→ SOURCE MATERIAL
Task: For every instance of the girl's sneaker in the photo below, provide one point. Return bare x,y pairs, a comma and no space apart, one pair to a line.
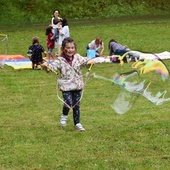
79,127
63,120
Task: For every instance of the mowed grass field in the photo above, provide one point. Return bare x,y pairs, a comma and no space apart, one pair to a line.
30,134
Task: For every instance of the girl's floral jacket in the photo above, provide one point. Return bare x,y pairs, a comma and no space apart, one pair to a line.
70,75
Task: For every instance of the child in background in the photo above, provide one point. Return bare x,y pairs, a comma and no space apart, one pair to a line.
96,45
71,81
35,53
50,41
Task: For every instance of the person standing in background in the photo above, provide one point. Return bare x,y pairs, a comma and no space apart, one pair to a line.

* * *

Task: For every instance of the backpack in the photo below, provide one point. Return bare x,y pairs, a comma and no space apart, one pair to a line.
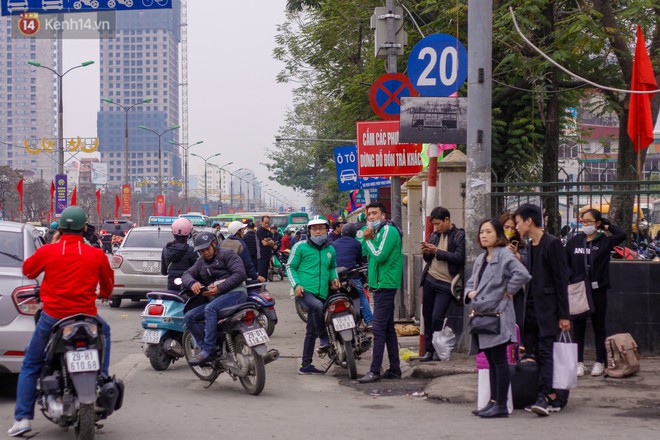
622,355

→ WHAT YOU HAVE TO DO
Copy the items from the line with "Task: For every instance of the child" through the line with "Task: For every instance of the person", request lines included, and increase every x and y coordinate in the answers by 75.

→ FINAL RESULT
Task: For every instance of the child in background in the photo above, provide one point. Return bare x,y pairs, a comma and no space apart, one pair to a line.
171,120
146,156
110,128
125,116
Task: For every instance of the person standing in background in the photo above, provide one point. Return bare x,y pairs, a comma and no space apart, one pair to a line.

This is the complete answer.